-- Source extract --
►
Selected Publications

Understanding Human–AI Workflows for Generating Personas

Joongi Shin, Michael A. Hedderich, Bartłomiej Jakub Rey, Andrés Lucero, Antti Oulasvirta

Proceedings of the 2024 ACM Designing Interactive Systems Conference

[DOI] [PAPER] [Project]

One barrier to deeper adoption of user-research methods is the amount of labor required to create high-quality representations of collected data. Trained user researchers need to analyze datasets and produce informative summaries pertaining to the original data. While Large Language Models (LLMs) could assist in generating summaries, they are known to hallucinate and produce biased responses. In this paper, we study human--AI workflows that differently delegate subtasks in user research between human experts and LLMs. Studying persona generation as our case, we found that LLMs are not good at capturing key characteristics of user data on their own. Better results are achieved when we leverage human skill in grouping user data by their key characteristics and exploit LLMs for summarizing pre-grouped data into personas. Personas generated via this collaborative approach can be more representative and empathy-evoking than ones generated by human experts or LLMs alone. We also found that LLMs could mimic generated personas and enable interaction with personas, thereby helping user researchers empathize with them. We conclude that LLMs, by facilitating the analysis of user data, may promote widespread application of qualitative methods in user research.
◄
-- Supplied records --
►
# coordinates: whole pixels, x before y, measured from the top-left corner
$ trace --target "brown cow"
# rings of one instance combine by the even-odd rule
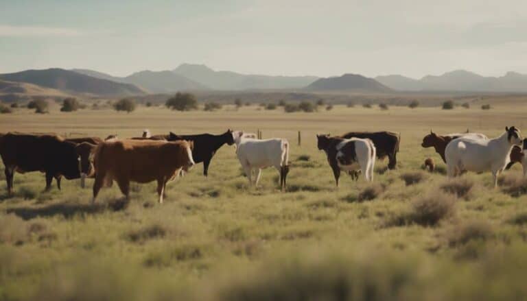
[[[64,176],[77,179],[81,173],[89,173],[89,165],[81,166],[89,153],[83,147],[56,135],[8,133],[0,136],[0,156],[5,167],[8,194],[12,193],[14,171],[42,171],[46,174],[46,191],[54,177]]]
[[[163,203],[167,182],[195,163],[191,143],[188,141],[130,139],[99,144],[95,149],[94,164],[96,172],[92,202],[104,183],[115,180],[127,200],[130,181],[147,183],[156,180],[159,203]]]

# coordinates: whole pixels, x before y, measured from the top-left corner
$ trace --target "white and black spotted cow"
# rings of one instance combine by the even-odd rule
[[[370,139],[345,139],[327,134],[316,135],[316,138],[318,149],[326,153],[337,186],[341,171],[356,174],[355,171],[360,170],[366,181],[373,180],[376,154],[375,147]]]

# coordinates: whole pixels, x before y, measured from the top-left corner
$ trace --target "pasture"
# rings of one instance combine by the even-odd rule
[[[495,97],[499,98],[498,97]],[[511,300],[527,296],[527,201],[518,164],[493,188],[490,173],[448,181],[430,129],[467,128],[494,137],[506,125],[527,135],[527,99],[485,99],[493,109],[335,106],[316,113],[239,110],[178,112],[141,107],[0,117],[0,132],[82,133],[102,138],[220,134],[227,128],[282,137],[291,145],[288,188],[264,169],[258,188],[233,147],[169,183],[117,185],[90,204],[93,180],[63,180],[43,192],[44,176],[16,173],[8,197],[0,174],[0,300]],[[524,128],[526,127],[526,128]],[[302,144],[297,145],[297,131]],[[401,133],[397,169],[377,160],[373,184],[341,176],[335,187],[316,134]],[[421,166],[432,157],[437,172]]]

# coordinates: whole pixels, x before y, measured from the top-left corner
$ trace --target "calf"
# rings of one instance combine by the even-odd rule
[[[341,170],[349,172],[360,169],[366,181],[373,180],[376,151],[371,140],[359,138],[345,139],[331,137],[327,134],[316,135],[316,139],[318,149],[326,153],[337,186]]]
[[[250,184],[253,184],[253,169],[256,171],[255,186],[257,186],[261,169],[274,167],[280,173],[280,189],[285,189],[285,179],[289,173],[290,147],[287,140],[245,138],[243,132],[239,132],[235,141],[236,154]]]
[[[395,169],[397,164],[397,152],[401,142],[401,135],[393,132],[350,132],[342,138],[360,138],[370,139],[375,147],[377,158],[383,159],[388,156],[388,168]]]
[[[207,176],[209,174],[209,165],[211,164],[211,160],[212,160],[212,157],[218,149],[225,143],[228,145],[234,144],[234,136],[233,131],[231,130],[228,130],[220,135],[213,135],[211,134],[176,135],[170,132],[167,137],[167,140],[169,141],[176,141],[178,140],[191,141],[194,143],[192,157],[195,162],[203,162],[203,175],[204,176]]]
[[[167,182],[181,169],[188,170],[194,161],[188,141],[121,140],[99,144],[95,152],[94,164],[97,172],[92,202],[103,184],[115,180],[127,200],[130,181],[156,180],[159,203],[163,203]]]
[[[447,173],[454,177],[464,170],[492,172],[494,186],[497,186],[497,176],[509,159],[511,149],[522,143],[519,130],[515,127],[505,128],[505,132],[493,139],[473,139],[460,137],[454,139],[445,149]]]
[[[12,193],[14,171],[43,171],[46,176],[46,191],[54,177],[64,176],[78,179],[81,173],[90,173],[85,145],[78,145],[56,135],[8,133],[0,136],[0,156],[5,167],[8,194]]]
[[[448,143],[454,139],[459,137],[469,137],[475,139],[488,139],[487,136],[483,134],[479,133],[456,133],[456,134],[448,134],[446,135],[438,135],[430,130],[430,134],[425,136],[423,138],[423,143],[421,144],[424,148],[434,147],[436,149],[436,152],[439,154],[441,156],[443,162],[447,162],[445,159],[445,149],[447,147]]]

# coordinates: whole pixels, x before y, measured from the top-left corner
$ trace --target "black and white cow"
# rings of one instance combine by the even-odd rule
[[[373,180],[376,154],[371,140],[359,138],[346,139],[327,134],[316,135],[316,138],[318,149],[326,153],[337,186],[340,171],[356,174],[355,171],[360,170],[366,181]]]

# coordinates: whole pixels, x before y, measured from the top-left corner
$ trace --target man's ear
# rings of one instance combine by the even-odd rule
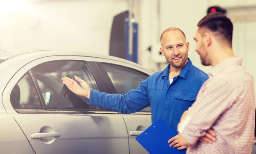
◄
-- Your task --
Based on the abstract on human–AI persona workflows, explain in one to three sentences why the better approach has humans group the user data and has LLMs summarize it.

-- Exercise response --
The study found that LLMs are not good at capturing the key characteristics of user data on their own, so human skill is used to group the data by those characteristics. LLMs then summarize the pre-grouped data into personas, and this division of work gave better results.